> EXCERTO DA PÁGINA:
-----
A lista de tópicos de investigação, colocada para apreciação do Painel foi considerada por alguns dos peritos como sendo muito extensa. Poder-se-ia eventualmente ter optado por uma maior agregação desses tópicos conduzindo dessa forma à sua redução. Optou-se no entanto, muitas vezes, por manter alguns desses tópicos separados na medida em que se entendeu ser interessante averiguar a existência ou não de diferenças de apreciação entre tópicos aparentemente semelhantes. Apesar de em várias ocasiões as diferenças encontradas justificarem algumas das opções tomadas, em futuros trabalhos os investigadores terão que chegar a soluções de compromisso entre por um lado um esforço de agregação de tópicos aparentemente similares sob um único tópico, correndo o risco de uma eventual perda de informação que daí possa decorrer, ou por outro lado, manter os tópicos tal qual foram recebidos, ou com um mínimo de tratamento, correndo por sua vez o risco de produzir questionários excessivamente longos e de resposta desmotivante para o Painel.
-----
> TAREFA:
Dê continuidade ao excerto acima sobre a extensão da lista de tópicos de investigação apreciada pelo Painel, escrevendo a partir da sua última frase.

[Excertos de dados]
-----
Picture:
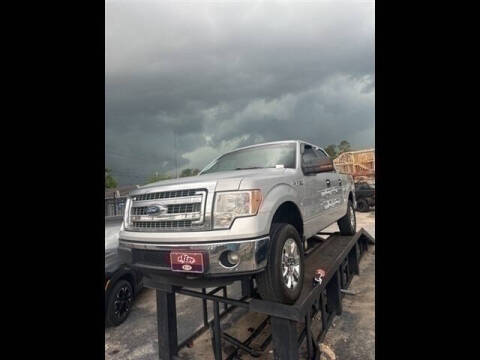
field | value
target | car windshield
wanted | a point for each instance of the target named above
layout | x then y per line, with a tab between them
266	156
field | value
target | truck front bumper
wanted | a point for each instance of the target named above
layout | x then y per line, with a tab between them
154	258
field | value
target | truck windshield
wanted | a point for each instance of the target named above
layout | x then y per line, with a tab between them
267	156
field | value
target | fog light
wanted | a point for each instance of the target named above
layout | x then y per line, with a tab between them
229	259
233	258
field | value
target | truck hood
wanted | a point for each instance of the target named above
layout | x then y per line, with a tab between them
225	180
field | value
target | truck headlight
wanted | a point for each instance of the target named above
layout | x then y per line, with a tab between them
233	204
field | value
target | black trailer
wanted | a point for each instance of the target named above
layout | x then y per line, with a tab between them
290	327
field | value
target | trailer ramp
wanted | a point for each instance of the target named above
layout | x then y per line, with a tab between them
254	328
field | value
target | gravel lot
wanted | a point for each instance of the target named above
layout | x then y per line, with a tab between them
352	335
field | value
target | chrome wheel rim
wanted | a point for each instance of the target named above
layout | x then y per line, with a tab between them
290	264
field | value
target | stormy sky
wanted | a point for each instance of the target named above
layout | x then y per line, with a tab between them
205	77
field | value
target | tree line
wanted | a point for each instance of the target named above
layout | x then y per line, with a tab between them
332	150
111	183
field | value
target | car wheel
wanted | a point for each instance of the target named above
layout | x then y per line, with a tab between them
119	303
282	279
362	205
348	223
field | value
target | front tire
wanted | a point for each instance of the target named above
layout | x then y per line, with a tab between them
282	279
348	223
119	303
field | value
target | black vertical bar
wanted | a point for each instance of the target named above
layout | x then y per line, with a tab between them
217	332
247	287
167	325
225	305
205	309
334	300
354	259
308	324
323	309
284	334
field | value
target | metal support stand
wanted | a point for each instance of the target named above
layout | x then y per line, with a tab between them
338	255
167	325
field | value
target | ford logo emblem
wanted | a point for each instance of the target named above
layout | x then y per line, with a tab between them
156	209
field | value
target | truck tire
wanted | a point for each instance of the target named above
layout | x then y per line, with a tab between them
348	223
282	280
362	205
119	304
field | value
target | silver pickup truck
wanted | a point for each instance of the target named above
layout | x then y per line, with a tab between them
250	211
-----
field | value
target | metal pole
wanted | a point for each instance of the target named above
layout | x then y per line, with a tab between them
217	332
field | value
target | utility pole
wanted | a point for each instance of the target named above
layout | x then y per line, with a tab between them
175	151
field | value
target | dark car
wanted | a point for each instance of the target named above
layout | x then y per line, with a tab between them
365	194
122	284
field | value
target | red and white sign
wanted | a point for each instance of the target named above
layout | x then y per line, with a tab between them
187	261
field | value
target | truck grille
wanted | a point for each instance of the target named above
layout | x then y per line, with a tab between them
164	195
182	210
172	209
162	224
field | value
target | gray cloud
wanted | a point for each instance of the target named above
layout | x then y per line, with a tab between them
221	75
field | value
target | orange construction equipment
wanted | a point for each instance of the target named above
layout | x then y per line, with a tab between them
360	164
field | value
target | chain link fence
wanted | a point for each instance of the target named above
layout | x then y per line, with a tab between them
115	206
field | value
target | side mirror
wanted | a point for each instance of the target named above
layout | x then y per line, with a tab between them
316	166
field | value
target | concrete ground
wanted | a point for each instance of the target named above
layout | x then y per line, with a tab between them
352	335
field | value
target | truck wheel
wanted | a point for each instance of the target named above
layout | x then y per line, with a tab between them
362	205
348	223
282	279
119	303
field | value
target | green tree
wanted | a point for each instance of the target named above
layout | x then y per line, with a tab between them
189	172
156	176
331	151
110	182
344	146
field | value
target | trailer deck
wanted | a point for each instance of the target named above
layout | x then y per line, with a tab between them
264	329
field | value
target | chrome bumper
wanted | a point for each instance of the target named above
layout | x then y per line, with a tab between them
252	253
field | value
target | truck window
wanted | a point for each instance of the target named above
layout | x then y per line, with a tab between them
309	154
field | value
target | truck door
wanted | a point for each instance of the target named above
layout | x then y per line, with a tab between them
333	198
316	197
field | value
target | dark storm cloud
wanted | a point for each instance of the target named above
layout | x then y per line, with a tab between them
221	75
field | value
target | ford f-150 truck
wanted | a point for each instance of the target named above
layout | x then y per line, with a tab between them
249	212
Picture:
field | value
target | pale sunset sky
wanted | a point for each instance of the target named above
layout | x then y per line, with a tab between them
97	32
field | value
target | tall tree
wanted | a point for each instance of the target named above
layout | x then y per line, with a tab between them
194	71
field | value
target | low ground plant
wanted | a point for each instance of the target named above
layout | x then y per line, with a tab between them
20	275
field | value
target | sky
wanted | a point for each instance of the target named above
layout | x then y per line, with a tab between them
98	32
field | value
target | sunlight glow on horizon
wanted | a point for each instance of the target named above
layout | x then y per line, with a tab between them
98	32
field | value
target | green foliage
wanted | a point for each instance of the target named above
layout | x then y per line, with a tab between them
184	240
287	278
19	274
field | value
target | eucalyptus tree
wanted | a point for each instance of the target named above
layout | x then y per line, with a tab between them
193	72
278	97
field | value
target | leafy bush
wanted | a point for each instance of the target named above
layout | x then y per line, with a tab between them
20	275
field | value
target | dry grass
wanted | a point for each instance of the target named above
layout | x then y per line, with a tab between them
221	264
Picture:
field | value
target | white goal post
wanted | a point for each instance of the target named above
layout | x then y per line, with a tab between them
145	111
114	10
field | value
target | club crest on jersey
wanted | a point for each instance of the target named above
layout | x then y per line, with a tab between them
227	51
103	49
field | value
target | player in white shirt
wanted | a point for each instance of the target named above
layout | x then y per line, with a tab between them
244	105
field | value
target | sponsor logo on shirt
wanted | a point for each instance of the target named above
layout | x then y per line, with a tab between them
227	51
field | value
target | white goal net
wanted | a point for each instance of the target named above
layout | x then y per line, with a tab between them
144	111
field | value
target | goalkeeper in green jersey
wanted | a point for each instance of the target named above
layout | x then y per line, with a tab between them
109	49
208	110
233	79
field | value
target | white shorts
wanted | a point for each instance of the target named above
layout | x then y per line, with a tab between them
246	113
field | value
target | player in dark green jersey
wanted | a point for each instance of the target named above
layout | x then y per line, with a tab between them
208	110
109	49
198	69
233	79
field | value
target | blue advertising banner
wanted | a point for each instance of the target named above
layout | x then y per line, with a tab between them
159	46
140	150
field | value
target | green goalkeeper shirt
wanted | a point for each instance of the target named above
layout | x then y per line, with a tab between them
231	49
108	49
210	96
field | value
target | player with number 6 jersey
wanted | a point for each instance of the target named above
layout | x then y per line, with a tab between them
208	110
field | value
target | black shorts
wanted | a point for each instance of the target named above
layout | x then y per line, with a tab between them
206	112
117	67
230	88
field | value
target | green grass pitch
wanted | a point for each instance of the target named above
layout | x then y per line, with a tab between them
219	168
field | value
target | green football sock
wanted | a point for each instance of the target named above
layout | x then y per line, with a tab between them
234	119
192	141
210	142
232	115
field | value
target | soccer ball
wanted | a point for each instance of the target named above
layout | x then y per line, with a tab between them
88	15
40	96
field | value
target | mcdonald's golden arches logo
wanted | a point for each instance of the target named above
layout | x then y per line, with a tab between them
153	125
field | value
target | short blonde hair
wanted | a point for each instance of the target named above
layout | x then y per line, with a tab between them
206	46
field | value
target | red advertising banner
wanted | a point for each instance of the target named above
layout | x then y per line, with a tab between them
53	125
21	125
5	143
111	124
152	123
-----
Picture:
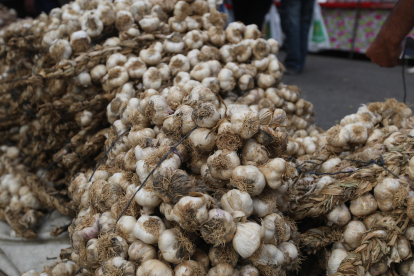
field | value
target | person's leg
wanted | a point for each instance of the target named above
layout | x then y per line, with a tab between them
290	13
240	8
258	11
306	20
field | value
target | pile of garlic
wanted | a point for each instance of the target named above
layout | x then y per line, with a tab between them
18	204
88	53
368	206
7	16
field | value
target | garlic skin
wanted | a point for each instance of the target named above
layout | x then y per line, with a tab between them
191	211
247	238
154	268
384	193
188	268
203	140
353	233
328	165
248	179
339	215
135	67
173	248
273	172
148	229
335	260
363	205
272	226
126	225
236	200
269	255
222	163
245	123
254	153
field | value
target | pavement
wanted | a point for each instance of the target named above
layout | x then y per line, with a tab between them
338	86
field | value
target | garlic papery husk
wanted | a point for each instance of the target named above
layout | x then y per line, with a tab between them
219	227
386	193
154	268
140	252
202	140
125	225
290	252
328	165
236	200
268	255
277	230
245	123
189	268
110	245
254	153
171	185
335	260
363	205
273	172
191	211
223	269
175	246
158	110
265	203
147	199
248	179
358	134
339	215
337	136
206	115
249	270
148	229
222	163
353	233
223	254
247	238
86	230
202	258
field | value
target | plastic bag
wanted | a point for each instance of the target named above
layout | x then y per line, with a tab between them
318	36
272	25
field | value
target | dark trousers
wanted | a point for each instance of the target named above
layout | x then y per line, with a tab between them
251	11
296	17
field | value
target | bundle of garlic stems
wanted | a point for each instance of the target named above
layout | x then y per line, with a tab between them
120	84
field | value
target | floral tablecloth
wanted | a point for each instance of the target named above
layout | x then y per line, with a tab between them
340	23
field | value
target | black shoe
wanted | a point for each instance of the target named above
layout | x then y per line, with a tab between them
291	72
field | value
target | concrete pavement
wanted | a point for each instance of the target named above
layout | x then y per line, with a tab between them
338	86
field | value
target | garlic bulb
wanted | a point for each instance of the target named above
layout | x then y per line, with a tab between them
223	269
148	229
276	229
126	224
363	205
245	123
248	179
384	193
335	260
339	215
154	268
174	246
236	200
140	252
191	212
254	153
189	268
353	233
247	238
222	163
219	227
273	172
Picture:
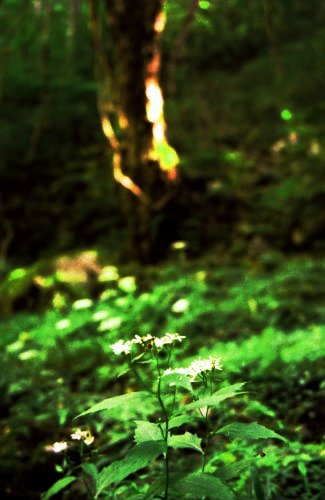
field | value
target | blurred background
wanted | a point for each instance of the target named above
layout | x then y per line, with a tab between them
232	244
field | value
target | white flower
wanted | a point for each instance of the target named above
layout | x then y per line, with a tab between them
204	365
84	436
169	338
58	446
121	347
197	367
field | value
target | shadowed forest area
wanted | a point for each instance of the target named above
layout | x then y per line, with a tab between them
-----
> RESPOSTA À TAREFA:
Apesar de se poder afirmar que alguns participantes “interiorizaram” a necessidade de priorizar, de fazer escolhas, outros, no entanto, parecem ter tido alguma relutância em atribuir graus de prioridade mais baixos, situação esta perceptível pelo facto que em 110 tópicos de investigação apenas em cinco se registou uma mediana inferior ao valor três (valor este que representava a posição central na escala Likert). Em futuros trabalhos será conveniente fornecer ao Painel uma escala Likert com mais opções eventualmente com um número de opções par “forçando” deste modo os participantes a assumirem de uma forma mais clara uma posição de acordo ou discordância face aos diversos itens colocados para sua apreciação.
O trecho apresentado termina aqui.